▸ Exercise instructions
- A) Repeat the part of the combat rules starting at "Any time 4 or" and ending at "as described below.", word for word.
- B) List every section heading that appears in the combat rules.

▸ Given passage

......

Though all types of combat use the same basic attack and damage procedure, some types of combat alter that procedure by taking into account the situation, the environment, the weapon itself, the distance between opponents, etc.

Melee Combat
In melee combat, opponents attack each other with swords, daggers, staves, clubs, and so on while in close proximity to each other. In order to use a melee weapon against an opponent, a character must be within 2 yards of the opponent. A maximum of 6 opponents can attack a character in melee combat.

Any time 4 or more attackers set upon 1 target at the same time, that character is considered Harried. Harried characters suffer a penalty of 2 steps for all tests attempted while Harried. A Harried character remains Harried until fewer than 4 attackers surround him. See Situation Modifiers.

Missile Combat
When characters use bows, slings, spears, and other thrown weapons in order to damage an opponent from a distance, they are engaging in missile combat using ranged weapons. In order for the attack to be effective, players must account for several factors when resolving missile combat. These include range, firing into a melee, and cover, as described below.

All missile weapons have range limitations. The three range categories are Short, Medium, and Long. Missile weapons cannot be fired at targets beyond long range (detailed with the weapon's other information). With the exception of blowguns, the minimum range for missiles or thrown weapons is 2 yards. If an opponent and attacker are within two yards of one another, they cannot attack using missile weapons. Minimum for blowguns is 1 yard.

Range Modifiers
When using a ranged weapon, the distance may modify Attack and Damage Test steps. For attacks made at short range, use the character's normal Attack and Damage Test steps. When firing at targets at medium range, subtract 2 steps from the character's Attack and Damage Test steps. When firing at targets at long range, subtract 3 steps from the character's Attack and Damage Test steps.

Firing Into A Melee
Characters may want to use ranged weapons to attack a target engaged in melee combat. This hazardous practice is known as Firing into a Melee, and can result in a character inadvertently hitting a companion instead of his target. To resolve a missile attack fired into a melee, use the following procedure.

Determine how many other characters or creatures stand between the target and the character firing the missile weapon. Add this number to the Physical Defense of the target. Then make an Attack Test against the new PD. If the dice roll beats the modified Physical Defense, the attack is successful. If the result is less than the PD, compare that number to the Physical Defenses of each character between the target and the attacking character, beginning with the one closest to the attacking character. If the Attack Test result is equal to or higher than the Physical Defense of any of those characters, that character takes the weapon hit instead of the target.

Targets can increase the Difficulty Number of missile weapon attacks made against them by using cover. The two types of cover usually available are Full Cover and Partial Cover. Full Cover completely hides a character and prevents missile attacks from being made against him. Partial Cover obscures the target, but attackers can still see enough of their target to fire. When firing at a target behind Partial Cover, a character must subtract 2 steps from his Attack Test.

Throwing Objects
As in life, fighting characters sometimes want to throw objects such as rocks, flasks of oil, or even tree trunks. To throw an object at a target, the character makes a Throwing Weapons (or Agility) Test. The Difficulty for this is either the target's Physical Defense or a 7 (if aiming at a location rather than a creature). If the test succeeds, the character hits the target. If the object misses the target, it (or its component parts) may scatter.

......

▸ Dataset rows

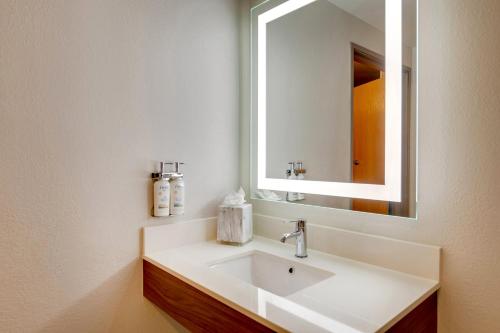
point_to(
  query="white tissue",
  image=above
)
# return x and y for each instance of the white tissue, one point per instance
(267, 195)
(234, 198)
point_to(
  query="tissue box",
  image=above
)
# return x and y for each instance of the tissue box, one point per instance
(234, 224)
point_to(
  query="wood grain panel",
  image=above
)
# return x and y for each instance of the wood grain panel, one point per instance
(423, 319)
(200, 312)
(192, 308)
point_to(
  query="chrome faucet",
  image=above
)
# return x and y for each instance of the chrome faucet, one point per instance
(301, 239)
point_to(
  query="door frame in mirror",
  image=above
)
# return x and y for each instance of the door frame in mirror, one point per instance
(391, 190)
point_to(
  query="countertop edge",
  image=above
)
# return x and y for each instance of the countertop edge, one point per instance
(269, 323)
(217, 296)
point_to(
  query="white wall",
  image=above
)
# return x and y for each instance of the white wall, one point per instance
(309, 89)
(309, 92)
(459, 154)
(92, 94)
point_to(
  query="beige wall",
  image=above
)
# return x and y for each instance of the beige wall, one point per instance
(459, 157)
(92, 94)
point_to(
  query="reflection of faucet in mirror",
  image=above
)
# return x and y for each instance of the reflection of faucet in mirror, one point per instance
(290, 174)
(295, 171)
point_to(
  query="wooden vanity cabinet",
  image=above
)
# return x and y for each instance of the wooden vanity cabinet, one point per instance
(200, 312)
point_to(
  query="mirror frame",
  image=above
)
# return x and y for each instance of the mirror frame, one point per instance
(391, 190)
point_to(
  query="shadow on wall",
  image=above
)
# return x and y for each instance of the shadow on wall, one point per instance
(121, 306)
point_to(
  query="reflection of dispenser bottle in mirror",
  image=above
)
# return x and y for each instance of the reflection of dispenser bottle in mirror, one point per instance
(290, 174)
(177, 191)
(161, 198)
(300, 171)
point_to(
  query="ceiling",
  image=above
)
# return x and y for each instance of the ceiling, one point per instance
(373, 13)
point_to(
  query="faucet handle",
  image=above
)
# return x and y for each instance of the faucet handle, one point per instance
(300, 223)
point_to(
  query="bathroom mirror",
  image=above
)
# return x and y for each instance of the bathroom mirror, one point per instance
(334, 103)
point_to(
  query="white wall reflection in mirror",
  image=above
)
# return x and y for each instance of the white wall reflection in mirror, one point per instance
(334, 103)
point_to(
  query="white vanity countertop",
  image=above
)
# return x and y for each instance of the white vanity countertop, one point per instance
(358, 298)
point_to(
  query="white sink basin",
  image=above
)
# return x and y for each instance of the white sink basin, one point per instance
(274, 274)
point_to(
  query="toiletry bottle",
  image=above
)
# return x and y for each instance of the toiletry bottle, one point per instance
(161, 188)
(300, 176)
(177, 191)
(290, 173)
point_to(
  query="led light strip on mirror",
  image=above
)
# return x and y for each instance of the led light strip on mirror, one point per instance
(391, 190)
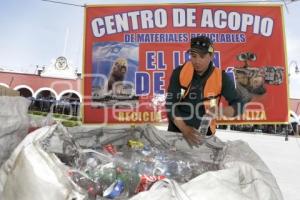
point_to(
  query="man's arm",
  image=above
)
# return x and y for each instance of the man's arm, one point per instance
(173, 97)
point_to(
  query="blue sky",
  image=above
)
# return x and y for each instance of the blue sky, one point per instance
(35, 32)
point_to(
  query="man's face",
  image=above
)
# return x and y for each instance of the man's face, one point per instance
(200, 61)
(256, 82)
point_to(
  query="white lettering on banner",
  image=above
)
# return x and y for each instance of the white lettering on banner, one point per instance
(236, 21)
(182, 18)
(124, 22)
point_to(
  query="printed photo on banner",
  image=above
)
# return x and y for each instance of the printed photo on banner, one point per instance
(115, 65)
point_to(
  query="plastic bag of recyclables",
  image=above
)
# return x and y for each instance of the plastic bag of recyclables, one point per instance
(14, 124)
(132, 163)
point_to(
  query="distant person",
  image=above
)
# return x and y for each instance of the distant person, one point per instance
(117, 73)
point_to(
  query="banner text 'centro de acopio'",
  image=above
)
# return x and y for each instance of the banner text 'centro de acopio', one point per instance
(131, 51)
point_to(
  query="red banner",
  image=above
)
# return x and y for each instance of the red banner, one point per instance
(131, 51)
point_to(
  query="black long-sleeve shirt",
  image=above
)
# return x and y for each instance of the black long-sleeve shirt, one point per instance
(189, 107)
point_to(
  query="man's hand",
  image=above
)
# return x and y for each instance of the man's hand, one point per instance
(192, 136)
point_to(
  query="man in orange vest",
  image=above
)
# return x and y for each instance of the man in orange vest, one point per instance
(194, 91)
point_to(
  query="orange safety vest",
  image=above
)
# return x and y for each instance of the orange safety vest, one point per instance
(212, 88)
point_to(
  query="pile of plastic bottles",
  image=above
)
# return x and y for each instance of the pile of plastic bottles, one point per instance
(112, 174)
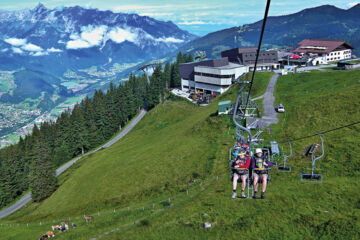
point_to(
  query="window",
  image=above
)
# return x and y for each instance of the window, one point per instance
(214, 75)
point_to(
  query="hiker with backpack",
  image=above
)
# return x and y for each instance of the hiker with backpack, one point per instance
(240, 170)
(259, 164)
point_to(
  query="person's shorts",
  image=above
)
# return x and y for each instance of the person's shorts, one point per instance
(242, 172)
(260, 173)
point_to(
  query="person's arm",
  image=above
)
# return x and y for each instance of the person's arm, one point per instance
(247, 164)
(269, 164)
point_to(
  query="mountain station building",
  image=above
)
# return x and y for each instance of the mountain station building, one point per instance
(267, 61)
(324, 51)
(210, 76)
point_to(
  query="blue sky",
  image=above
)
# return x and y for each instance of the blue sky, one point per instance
(197, 16)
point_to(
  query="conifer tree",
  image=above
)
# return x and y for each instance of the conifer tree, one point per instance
(42, 175)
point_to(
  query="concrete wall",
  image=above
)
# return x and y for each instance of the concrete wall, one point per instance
(213, 80)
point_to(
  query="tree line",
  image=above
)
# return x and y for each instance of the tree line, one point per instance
(31, 163)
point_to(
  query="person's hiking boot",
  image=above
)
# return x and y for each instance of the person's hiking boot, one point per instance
(243, 194)
(234, 195)
(255, 195)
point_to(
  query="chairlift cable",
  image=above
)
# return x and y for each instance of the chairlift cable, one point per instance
(321, 133)
(258, 49)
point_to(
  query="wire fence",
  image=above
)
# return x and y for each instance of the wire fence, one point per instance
(118, 211)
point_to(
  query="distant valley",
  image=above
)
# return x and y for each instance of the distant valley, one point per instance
(52, 58)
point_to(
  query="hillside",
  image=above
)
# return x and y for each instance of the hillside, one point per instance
(323, 22)
(178, 142)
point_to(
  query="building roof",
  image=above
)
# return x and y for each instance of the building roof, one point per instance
(321, 46)
(228, 102)
(239, 50)
(187, 69)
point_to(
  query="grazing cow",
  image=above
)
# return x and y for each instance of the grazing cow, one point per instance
(65, 225)
(88, 218)
(57, 227)
(50, 234)
(43, 237)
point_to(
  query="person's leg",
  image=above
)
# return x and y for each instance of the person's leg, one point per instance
(243, 182)
(235, 178)
(256, 179)
(264, 184)
(243, 185)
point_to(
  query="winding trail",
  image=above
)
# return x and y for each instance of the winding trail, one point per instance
(27, 197)
(270, 116)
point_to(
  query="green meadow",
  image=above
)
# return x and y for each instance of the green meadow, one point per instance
(180, 151)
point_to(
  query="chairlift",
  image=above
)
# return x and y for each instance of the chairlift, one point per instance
(285, 168)
(315, 175)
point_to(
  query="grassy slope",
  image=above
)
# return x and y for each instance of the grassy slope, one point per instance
(293, 210)
(156, 159)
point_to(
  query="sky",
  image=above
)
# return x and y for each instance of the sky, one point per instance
(196, 16)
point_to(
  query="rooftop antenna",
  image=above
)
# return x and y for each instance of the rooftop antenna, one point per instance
(145, 67)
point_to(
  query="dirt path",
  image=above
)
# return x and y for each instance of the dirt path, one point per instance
(27, 198)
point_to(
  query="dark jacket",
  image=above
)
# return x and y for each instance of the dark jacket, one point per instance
(253, 162)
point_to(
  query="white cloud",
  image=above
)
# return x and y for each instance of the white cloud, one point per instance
(89, 37)
(120, 35)
(93, 35)
(127, 8)
(170, 40)
(352, 4)
(54, 50)
(37, 54)
(156, 14)
(17, 50)
(31, 47)
(75, 44)
(15, 41)
(196, 22)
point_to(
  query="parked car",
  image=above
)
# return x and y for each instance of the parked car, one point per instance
(280, 108)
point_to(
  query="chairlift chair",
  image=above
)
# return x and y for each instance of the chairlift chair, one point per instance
(315, 175)
(285, 168)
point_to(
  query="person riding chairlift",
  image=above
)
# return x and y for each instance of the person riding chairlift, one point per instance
(260, 165)
(241, 170)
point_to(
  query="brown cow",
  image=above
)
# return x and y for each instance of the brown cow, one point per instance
(55, 227)
(88, 218)
(50, 234)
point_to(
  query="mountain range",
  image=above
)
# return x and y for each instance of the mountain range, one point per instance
(54, 40)
(323, 22)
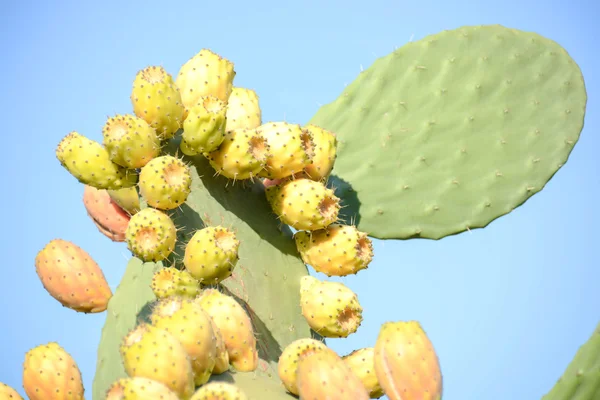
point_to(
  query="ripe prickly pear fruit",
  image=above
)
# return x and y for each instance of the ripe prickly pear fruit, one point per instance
(110, 219)
(325, 150)
(156, 99)
(330, 308)
(291, 149)
(287, 367)
(168, 282)
(362, 364)
(49, 372)
(211, 254)
(190, 324)
(324, 375)
(139, 388)
(204, 127)
(8, 393)
(151, 235)
(205, 74)
(72, 277)
(406, 364)
(235, 326)
(243, 110)
(304, 204)
(165, 182)
(153, 353)
(130, 141)
(219, 391)
(90, 163)
(337, 250)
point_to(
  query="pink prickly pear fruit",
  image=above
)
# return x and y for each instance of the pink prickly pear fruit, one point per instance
(153, 353)
(287, 366)
(110, 219)
(235, 326)
(49, 372)
(72, 277)
(219, 391)
(362, 364)
(190, 324)
(406, 364)
(138, 388)
(324, 375)
(8, 393)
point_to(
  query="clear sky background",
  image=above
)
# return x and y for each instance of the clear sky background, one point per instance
(506, 307)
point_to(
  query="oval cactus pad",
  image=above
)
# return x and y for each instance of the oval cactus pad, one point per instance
(450, 132)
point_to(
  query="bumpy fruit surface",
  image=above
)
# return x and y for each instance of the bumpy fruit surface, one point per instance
(219, 391)
(205, 74)
(153, 353)
(49, 372)
(156, 99)
(304, 204)
(324, 375)
(168, 282)
(330, 308)
(204, 127)
(362, 364)
(337, 250)
(110, 219)
(165, 182)
(90, 163)
(287, 367)
(242, 155)
(243, 109)
(235, 326)
(72, 277)
(211, 254)
(291, 149)
(190, 324)
(151, 235)
(406, 364)
(139, 388)
(130, 141)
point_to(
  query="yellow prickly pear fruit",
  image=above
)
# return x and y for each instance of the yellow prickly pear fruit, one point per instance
(72, 277)
(290, 149)
(337, 250)
(287, 367)
(362, 364)
(204, 127)
(90, 163)
(235, 326)
(211, 254)
(138, 388)
(157, 100)
(190, 324)
(324, 375)
(49, 372)
(168, 282)
(330, 308)
(165, 182)
(219, 391)
(304, 204)
(153, 353)
(406, 364)
(243, 109)
(130, 141)
(151, 235)
(207, 73)
(242, 155)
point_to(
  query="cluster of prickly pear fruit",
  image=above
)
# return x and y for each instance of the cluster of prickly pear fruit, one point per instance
(198, 331)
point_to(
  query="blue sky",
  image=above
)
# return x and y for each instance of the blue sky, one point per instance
(506, 307)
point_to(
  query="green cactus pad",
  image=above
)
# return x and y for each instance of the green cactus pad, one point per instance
(266, 279)
(450, 132)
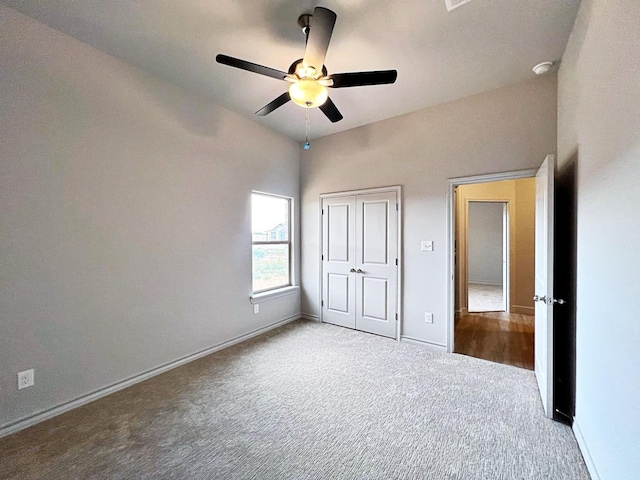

......

▸ Expected answers
- A)
Any time 4 or more attackers set upon 1 target at the same time, that character is considered Harried. Harried characters suffer a penalty of 2 steps for all tests attempted while Harried. A Harried character remains Harried until fewer than 4 attackers surround him. See Situation Modifiers.

Missile Combat
When characters use bows, slings, spears, and other thrown weapons in order to damage an opponent from a distance, they are engaging in missile combat using ranged weapons. In order for the attack to be effective, players must account for several factors when resolving missile combat. These include range, firing into a melee, and cover, as described below.

- B)
- Melee Combat
- Missile Combat
- Range Modifiers
- Firing Into A Melee
- Throwing Objects